* AUFGABE: Benenne in den folgenden Zeilen „dormer window“ in „roof window“ um und gib sie sonst unverändert wieder. Lass die Bilder dabei weg.

* ÜBUNGSDATEN:
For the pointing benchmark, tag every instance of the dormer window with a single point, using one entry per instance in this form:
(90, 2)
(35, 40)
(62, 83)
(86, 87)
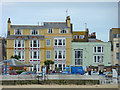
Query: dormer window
(50, 30)
(34, 32)
(63, 31)
(18, 32)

* LÖSUNG:
For the pointing benchmark, tag every instance of the roof window with a single point, using one entry per instance in this form:
(90, 2)
(35, 40)
(62, 83)
(86, 87)
Query: roof window
(50, 30)
(34, 32)
(63, 31)
(18, 32)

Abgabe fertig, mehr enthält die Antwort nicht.